Seçilmiş Pasaj |
* * * * * * * * *
Eğer Hz.Ali (R.A.)’nin perde-i gayb açılsa, yani Cenab-ı Hakk’ı (c.c.) gözümle müşahede etsem, “yakinim ziyadeleşmeyecek” ifadesini marifetinde bir farklılık olmayacak tarzda anlarsak, o zaman Peygamber Efendimizin (a.s.m) Cenab-ı Hakk’ı (c.c.) müşahedesinden sonra, Ya Rab ben seni hakkıyla bilmemişim cümlesini nasıl anlamalıyız. Hz.Ali’nin bu ifadesinin imanının kemali açısından değerlendirirsek; bütün imanların ve marifetlerin en kemal mertebesinde olan ve hatta İmamı Ali’nin (r.a.) kemal-i imanı dahi Resul-i Kibriyanın iman kemalinin ummanı içerisinde bir damla bile olamazken, Hz.Ali (r.a.)’nin iman mertebesini Resul-i Kibriyadan daha üstün görmemiz anlamına gelir ki bu büyük bir gaflet olur. Dolayısıyla bu meselenin hak muhakemesi şudur:

Hz. Ali’nin perde-i gayb açılsa yakinim ziyadeleşmeyecek ifadesi Peygamber Efendimiz’in Ya Rab ben seni hakkıyla bilemedim ifadesi ile müradiftir. Yani paraleldir.
* * * * * * * * *
Veri Kesiti |
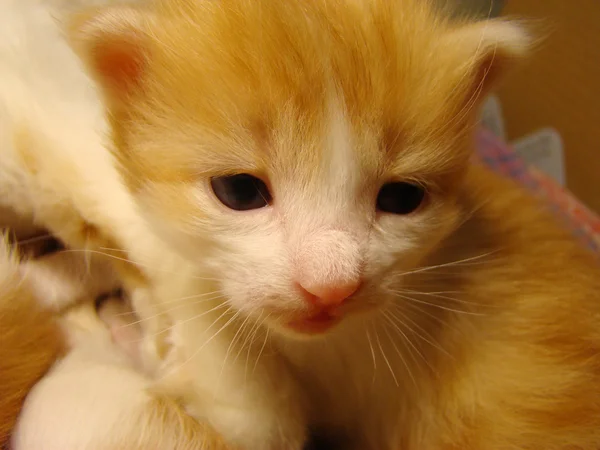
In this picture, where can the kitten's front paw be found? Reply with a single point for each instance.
(258, 430)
* * * * * * * * *
Yapılacak Çalışmalar |
1. Pasaja göre Hz. Ali'nin sözünü imanının kemali açısından değerlendirmek neden büyük bir gaflet olur? Bir ile üç cümle arasında açıklayın.
2. Pasaja dayanarak aşağıdaki soruları yanıtlayın:
(a) Hz. Ali, perde-i gayb açılsa neyin olmayacağını söyler?
(b) Peygamber Efendimiz, Cenab-ı Hakk'ı müşahede ettikten sonra hangi cümleyi söyler?
(c) Pasajın vardığı hak muhakemesine göre bu iki ifade arasındaki ilişki nedir?
3. Pasajda kısa çizgiyle birleştirilerek yazılmış bütün tamlamaları, her birini bir kez olmak üzere sıralayın.
Materyal bu çalışmada hiçbir şekilde kullanılmaz.

Alıştırma Yanıtları |
1. Bu değerlendirme, Hz. Ali'nin iman mertebesini Resul-i Kibriya'nınkinden daha üstün görmek anlamına gelir. Oysa Resul-i Kibriya bütün imanların ve marifetlerin en kemal mertebesindedir. İmam Ali'nin kemal-i imanı ise onun iman kemalinin ummanı içinde bir damla bile olamaz.

2.
(a) Yakininin ziyadeleşmeyeceğini söyler.
(b) "Ya Rab ben seni hakkıyla bilmemişim" cümlesini söyler.
(c) İki ifade birbiriyle müradiftir, yani paraleldir.

3.
perde-i gayb
Cenab-ı Hakk
Resul-i Kibriya
kemal-i iman